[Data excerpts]
======

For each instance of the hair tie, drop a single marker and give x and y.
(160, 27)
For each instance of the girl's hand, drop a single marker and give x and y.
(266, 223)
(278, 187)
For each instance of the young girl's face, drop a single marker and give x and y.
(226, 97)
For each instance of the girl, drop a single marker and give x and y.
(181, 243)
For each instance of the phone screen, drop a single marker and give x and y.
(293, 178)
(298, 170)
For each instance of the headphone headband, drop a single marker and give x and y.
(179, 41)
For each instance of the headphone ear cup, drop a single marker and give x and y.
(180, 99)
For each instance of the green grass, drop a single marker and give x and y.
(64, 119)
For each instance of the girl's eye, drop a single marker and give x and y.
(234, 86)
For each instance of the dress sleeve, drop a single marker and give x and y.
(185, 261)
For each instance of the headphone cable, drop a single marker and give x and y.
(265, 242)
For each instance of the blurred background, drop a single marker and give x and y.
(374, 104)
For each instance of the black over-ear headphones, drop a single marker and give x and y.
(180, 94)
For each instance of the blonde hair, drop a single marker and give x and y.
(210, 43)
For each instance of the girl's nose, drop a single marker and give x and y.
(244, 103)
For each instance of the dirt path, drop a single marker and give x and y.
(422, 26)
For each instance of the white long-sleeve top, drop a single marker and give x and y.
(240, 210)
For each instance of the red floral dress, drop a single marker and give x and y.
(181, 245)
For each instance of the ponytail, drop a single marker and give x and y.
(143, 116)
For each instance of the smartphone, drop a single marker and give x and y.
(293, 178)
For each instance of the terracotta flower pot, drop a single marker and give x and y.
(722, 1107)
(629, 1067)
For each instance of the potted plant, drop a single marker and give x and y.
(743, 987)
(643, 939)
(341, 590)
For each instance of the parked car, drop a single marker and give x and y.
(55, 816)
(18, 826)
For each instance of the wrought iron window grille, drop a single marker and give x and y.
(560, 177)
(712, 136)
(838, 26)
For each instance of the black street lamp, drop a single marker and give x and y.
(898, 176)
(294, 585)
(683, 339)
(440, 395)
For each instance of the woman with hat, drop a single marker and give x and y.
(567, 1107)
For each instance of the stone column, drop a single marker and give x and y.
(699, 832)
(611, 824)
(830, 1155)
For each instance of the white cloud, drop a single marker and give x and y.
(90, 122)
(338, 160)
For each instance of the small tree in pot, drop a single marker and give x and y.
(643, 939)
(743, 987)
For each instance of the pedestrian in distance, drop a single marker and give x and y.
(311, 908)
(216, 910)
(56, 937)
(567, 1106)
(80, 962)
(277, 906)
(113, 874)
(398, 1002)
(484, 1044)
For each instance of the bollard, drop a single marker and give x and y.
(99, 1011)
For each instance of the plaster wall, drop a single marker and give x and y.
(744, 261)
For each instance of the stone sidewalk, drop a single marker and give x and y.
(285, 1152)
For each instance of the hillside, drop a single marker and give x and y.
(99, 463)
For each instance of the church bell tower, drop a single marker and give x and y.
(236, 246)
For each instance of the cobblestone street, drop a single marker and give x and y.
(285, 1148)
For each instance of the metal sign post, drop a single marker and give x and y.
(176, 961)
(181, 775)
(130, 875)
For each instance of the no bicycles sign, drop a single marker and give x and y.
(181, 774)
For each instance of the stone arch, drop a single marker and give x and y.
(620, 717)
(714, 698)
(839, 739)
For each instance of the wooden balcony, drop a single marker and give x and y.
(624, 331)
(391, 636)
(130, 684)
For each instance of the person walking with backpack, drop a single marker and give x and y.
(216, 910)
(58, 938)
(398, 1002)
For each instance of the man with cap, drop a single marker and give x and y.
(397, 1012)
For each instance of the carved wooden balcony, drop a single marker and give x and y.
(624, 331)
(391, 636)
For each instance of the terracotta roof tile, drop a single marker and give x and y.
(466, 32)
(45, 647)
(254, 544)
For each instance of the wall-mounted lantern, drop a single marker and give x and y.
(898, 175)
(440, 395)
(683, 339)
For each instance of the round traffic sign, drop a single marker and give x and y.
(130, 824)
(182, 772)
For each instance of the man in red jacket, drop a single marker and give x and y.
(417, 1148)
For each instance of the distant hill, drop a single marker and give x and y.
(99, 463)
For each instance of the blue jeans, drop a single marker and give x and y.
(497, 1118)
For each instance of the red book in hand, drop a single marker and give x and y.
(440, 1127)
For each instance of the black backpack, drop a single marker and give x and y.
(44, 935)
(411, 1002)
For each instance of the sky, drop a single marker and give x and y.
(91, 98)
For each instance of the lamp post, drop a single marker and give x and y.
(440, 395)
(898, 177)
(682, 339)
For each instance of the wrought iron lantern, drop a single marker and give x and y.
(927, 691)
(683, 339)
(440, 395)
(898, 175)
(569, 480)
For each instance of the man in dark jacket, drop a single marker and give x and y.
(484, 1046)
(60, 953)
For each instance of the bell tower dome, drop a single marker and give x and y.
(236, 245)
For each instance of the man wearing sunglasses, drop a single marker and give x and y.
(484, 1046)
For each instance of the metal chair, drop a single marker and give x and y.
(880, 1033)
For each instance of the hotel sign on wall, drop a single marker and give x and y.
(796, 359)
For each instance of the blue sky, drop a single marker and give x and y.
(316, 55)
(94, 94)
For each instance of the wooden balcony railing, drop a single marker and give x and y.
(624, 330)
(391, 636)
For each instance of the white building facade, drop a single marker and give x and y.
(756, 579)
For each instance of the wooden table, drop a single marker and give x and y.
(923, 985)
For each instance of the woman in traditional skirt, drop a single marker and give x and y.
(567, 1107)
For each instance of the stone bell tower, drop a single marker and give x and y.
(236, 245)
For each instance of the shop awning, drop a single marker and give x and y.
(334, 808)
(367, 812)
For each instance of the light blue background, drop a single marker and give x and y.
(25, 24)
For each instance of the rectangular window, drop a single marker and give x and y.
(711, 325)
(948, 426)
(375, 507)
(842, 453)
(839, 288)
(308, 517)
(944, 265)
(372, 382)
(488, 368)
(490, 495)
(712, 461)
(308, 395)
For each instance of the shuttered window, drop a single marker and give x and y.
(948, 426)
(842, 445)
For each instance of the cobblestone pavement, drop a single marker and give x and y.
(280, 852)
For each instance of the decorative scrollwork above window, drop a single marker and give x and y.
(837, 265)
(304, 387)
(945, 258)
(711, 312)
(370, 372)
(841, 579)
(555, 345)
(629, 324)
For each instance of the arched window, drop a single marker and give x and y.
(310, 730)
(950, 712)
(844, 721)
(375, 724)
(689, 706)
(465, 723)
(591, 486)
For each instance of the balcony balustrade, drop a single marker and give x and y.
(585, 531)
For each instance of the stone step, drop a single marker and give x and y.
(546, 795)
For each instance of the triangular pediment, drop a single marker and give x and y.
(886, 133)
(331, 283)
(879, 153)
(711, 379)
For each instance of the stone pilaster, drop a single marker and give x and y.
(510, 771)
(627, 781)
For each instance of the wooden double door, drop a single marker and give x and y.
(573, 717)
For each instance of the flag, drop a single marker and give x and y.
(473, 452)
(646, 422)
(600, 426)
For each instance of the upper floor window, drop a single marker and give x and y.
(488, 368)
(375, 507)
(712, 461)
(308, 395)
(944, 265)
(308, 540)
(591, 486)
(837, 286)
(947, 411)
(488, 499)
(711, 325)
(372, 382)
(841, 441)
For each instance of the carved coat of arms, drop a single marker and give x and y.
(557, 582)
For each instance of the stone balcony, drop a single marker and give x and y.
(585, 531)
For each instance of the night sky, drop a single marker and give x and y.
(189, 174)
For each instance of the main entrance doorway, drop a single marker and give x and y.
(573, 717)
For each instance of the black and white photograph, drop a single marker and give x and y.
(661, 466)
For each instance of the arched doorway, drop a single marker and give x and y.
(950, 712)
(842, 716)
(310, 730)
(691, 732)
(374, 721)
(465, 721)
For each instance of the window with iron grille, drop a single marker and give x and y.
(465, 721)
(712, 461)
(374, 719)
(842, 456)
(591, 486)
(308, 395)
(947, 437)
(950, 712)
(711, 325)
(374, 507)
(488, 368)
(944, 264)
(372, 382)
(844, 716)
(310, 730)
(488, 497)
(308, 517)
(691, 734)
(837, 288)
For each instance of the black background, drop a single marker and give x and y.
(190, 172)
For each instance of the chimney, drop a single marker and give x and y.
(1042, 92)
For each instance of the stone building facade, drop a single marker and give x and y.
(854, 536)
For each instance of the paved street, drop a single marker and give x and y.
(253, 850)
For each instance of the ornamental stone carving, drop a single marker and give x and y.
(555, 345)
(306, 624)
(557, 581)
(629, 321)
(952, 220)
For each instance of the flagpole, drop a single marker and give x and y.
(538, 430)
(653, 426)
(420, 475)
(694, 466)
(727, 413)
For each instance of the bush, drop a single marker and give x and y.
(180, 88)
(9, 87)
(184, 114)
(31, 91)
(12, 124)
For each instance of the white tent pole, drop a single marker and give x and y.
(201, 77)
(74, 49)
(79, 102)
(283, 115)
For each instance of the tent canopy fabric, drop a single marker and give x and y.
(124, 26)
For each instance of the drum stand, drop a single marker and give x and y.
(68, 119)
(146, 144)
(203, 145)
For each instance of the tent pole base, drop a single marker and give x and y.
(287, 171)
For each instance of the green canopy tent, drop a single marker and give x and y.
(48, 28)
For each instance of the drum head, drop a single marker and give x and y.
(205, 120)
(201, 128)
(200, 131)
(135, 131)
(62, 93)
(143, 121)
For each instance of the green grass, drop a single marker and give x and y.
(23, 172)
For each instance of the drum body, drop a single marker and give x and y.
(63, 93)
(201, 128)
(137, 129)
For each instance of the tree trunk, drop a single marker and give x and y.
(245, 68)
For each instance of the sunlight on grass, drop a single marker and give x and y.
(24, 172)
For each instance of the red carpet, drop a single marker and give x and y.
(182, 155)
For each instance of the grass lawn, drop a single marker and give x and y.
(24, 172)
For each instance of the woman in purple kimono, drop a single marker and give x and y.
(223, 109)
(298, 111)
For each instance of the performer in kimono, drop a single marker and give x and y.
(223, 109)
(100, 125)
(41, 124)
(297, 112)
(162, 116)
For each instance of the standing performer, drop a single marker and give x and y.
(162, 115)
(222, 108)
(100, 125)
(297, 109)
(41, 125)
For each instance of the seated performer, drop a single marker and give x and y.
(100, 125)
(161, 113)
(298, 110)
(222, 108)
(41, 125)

======

▶ **Exercise requirements**: What are the lines from the one with "For each instance of the woman in purple" through the last line of the records above? Quote them exactly and add nothing.

▶ **Response to this exercise**:
For each instance of the woman in purple kimono, drop a single marker and give x and y.
(223, 109)
(298, 111)
For each instance of the performer in kimono, drop a single marker and give x and y.
(223, 109)
(100, 125)
(41, 124)
(297, 112)
(162, 116)
For each instance of the standing performer, drop a single marker and give x and y.
(162, 115)
(222, 108)
(100, 125)
(297, 109)
(41, 125)
For each instance of the seated performer, drop a single marker and give x and y.
(100, 125)
(161, 113)
(298, 110)
(222, 108)
(41, 125)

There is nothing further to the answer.